* Consegna A *
Secondo il documento su Kazbek Tedeev, quante persone lo hanno contattato per assicurargli che avrebbero pensato loro alla tomba del padre?

* Documento *
★ ★ ★ ★ ★ ★ ★

Il russo Kazbek Tedeev a Kiev dove si è trasferito dal 2014

Il russo Kazbek Tedeev a Kiev dove si è trasferito dal 2014 - Gambassi

Sui siti russi scatta la macchina del fango: in più pagine viene definito un inadeguato, «che non ha mai concluso un’indagine», dedito a «bere» e con «una vita da parassita». E il parente ministro gli invia un videomessaggio diffuso sui media locali: «Kazbek, pensa a quello che stai facendo. Guarda tua madre, guarda i tuoi fratelli. Siamo sicuri che quanto hai detto è dovuto alla pressione delle persone che ti sono accanto. Vogliamo credere che le parole contenute nel filmano non siano tue». Poi l’avvertimento: «Dimmi, figlio del popolo osseto, a chi vuoi lasciare la tomba di tuo padre?». «Che vergogna tirare in ballo mio papà – ribatte l’assistente del procuratore di Kiev –. Ma sa che cosa è successo dopo qualche ora? In cinquanta mi hanno contattato per assicurarmi che avrebbero pensato loro alla tomba». Una pausa. «È vero che in Rete ho ricevuto attacchi, oltraggi, persino minacce di morte. Ma in privato ho avuto tantissimi attestati di solidarietà. “Grazie per averci aperto gli occhi”, è stata una delle frasi più ricorrenti. Ma anche: “Siamo con te. Però non possiamo sostenerti apertamente perché qui in Russia potrebbe accaderci qualcosa di terribile”».

E con la mente Kazbek va ai soldati del Caucaso che sono al fronte. «Il loro “amato Paese” li manda a morire: fratelli che uccidono fratelli, in questo caso ucraini. E non è un caso che molti osseti mi abbiano spedito foto dei familiari deceduti durante gli scontri e mi chiedano, senza lamentele, di aiutarli a recuperare i corpi. Anche perché in Russia se non c’è la salma, non hai diritto neppure alla pensione di reversibilità».

★ ★ ★ ★ ★ ★ ★

* Righe archiviate *
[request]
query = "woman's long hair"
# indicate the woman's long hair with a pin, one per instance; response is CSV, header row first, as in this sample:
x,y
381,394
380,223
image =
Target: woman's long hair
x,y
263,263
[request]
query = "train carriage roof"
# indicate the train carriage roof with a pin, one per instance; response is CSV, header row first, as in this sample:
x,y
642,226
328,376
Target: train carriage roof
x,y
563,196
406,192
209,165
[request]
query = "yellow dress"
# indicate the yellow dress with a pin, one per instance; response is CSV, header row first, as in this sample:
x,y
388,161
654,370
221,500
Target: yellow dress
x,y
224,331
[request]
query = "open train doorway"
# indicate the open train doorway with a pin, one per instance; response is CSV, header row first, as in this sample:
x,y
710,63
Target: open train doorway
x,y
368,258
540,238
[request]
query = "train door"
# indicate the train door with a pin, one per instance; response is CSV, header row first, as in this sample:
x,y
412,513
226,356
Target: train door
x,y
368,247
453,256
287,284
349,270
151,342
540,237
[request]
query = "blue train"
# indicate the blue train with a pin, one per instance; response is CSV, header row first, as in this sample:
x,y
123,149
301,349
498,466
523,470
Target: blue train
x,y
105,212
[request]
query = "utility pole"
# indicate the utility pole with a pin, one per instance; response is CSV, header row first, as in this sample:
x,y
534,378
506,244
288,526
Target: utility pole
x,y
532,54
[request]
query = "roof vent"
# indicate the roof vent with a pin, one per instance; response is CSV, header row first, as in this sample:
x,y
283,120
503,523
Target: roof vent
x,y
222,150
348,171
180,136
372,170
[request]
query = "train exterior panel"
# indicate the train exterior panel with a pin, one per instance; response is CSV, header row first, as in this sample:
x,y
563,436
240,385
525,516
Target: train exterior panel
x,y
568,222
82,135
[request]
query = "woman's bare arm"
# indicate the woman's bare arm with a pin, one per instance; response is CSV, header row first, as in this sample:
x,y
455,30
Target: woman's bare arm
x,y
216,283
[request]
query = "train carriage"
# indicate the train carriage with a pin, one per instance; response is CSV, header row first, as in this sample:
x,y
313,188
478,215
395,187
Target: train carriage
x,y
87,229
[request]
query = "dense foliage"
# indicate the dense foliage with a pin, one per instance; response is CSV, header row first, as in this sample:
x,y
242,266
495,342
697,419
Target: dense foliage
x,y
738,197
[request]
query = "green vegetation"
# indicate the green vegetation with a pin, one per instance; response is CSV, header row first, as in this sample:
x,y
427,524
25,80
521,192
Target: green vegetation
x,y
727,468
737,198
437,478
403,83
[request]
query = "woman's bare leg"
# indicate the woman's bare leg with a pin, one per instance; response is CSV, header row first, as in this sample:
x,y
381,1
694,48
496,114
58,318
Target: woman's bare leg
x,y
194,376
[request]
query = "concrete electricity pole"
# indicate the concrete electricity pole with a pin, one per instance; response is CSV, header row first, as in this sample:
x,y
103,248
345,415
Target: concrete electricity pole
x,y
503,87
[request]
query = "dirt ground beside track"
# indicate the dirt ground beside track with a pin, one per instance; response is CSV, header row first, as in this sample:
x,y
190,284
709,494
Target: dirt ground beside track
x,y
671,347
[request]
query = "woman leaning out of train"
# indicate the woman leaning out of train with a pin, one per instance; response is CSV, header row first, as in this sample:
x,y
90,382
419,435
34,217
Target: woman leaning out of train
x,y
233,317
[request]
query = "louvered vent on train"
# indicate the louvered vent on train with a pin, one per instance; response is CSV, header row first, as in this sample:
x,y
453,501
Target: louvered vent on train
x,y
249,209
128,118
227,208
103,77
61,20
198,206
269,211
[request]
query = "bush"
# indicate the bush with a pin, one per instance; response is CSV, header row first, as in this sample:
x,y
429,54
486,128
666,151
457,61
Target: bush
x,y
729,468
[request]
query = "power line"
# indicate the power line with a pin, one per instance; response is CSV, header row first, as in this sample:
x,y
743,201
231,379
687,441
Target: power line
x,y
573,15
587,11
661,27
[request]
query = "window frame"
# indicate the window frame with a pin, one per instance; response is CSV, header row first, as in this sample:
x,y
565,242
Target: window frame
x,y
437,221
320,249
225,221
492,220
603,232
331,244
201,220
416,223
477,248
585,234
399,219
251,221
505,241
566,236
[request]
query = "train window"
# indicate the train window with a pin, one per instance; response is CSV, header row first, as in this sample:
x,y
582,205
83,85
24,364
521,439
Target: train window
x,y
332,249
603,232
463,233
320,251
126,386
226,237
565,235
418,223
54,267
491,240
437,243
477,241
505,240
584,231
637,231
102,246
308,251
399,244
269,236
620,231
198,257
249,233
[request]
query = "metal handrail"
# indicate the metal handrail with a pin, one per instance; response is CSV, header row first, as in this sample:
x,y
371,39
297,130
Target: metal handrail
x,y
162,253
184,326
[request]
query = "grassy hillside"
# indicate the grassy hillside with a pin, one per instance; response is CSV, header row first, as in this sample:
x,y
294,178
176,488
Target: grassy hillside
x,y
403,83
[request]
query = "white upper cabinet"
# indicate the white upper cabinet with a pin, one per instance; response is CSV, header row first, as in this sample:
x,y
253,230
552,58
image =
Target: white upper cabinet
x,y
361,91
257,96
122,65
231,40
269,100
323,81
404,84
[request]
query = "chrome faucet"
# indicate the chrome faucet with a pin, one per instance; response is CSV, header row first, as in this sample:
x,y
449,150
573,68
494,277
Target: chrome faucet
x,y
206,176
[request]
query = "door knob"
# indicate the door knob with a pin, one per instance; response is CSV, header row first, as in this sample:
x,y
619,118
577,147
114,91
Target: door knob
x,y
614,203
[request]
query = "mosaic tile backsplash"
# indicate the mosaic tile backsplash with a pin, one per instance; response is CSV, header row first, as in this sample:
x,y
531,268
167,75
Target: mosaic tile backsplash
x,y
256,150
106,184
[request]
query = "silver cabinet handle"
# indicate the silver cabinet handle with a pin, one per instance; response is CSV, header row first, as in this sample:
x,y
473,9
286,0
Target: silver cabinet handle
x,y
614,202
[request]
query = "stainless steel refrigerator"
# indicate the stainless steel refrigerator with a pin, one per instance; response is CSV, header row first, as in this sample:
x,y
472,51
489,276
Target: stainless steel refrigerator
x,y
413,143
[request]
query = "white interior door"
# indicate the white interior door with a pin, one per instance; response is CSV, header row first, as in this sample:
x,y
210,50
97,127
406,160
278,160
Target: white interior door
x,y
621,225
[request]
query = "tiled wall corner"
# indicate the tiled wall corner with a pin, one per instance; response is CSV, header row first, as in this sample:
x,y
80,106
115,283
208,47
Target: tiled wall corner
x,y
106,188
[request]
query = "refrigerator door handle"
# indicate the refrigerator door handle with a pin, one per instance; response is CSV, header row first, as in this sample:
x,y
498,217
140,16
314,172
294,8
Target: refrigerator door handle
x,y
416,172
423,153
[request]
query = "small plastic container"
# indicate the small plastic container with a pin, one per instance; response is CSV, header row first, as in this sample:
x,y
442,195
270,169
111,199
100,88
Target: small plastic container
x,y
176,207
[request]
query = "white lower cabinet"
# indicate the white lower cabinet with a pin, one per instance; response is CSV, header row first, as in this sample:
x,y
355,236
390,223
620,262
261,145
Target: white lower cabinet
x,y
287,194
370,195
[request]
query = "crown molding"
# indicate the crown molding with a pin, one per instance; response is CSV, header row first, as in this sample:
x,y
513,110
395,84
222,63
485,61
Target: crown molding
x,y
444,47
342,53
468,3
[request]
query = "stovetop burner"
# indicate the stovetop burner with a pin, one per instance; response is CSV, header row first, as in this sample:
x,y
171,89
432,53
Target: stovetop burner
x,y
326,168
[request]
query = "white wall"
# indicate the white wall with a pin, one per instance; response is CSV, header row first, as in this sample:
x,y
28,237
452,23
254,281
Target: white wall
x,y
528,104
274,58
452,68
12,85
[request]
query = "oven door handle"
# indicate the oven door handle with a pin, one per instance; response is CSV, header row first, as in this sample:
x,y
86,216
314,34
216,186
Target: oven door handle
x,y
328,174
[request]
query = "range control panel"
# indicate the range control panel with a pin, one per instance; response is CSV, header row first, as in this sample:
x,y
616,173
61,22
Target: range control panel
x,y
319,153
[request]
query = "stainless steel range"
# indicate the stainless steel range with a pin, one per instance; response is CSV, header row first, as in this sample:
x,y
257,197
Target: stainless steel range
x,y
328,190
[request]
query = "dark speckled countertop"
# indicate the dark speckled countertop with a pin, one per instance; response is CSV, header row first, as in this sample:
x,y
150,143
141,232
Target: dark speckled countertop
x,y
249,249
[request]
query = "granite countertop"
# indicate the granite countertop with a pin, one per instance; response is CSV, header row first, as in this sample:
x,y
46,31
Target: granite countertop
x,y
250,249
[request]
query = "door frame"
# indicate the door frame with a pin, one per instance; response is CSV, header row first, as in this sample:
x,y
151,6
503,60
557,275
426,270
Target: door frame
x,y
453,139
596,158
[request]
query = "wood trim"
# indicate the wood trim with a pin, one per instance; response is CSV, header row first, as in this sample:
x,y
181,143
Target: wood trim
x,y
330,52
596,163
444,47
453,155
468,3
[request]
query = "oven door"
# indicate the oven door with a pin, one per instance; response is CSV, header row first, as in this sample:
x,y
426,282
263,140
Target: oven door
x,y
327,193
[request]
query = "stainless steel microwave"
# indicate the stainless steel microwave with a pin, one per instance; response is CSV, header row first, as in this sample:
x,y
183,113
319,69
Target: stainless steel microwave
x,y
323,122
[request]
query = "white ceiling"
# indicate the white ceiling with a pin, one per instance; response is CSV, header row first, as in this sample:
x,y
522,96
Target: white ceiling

★ ★ ★ ★ ★ ★ ★

* Consegna B *
Riporta soltanto il numero delle righe dei record in cui compare la stringa "interior".

* Risposta completa A *
Cinquanta persone.

* Risposta completa B *
3